How to complete this task =>
Retrieve all lines below that have the string "mask".

Data =>
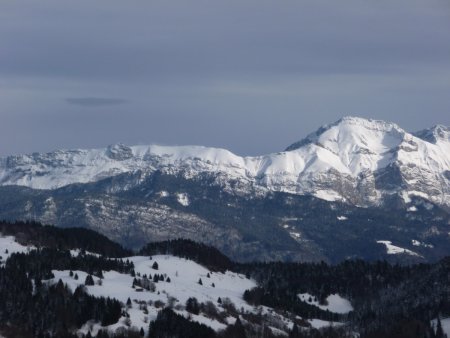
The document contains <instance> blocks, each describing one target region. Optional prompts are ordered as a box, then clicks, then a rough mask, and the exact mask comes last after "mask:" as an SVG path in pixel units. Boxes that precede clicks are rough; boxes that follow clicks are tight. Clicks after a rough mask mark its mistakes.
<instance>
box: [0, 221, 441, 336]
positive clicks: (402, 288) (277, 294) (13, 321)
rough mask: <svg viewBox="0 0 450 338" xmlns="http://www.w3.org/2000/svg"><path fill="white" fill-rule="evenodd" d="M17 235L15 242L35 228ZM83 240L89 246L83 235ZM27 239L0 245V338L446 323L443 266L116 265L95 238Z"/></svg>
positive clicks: (144, 260) (167, 261) (337, 330)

Answer box =>
The document contains <instance> blocks, each describing one target region. Optional prompts are ordered as a box, then clicks, then a rough mask, and the exact mask comes last after "mask:" as an SVG path in pixel units. Boxes that precede clicks are rough; boxes that follow clicks are tight. Clicks after a rough mask mark its mistakes.
rough mask: <svg viewBox="0 0 450 338" xmlns="http://www.w3.org/2000/svg"><path fill="white" fill-rule="evenodd" d="M17 235L15 242L35 228ZM83 240L89 246L83 235ZM27 239L0 245V338L446 323L443 266L116 265L95 238Z"/></svg>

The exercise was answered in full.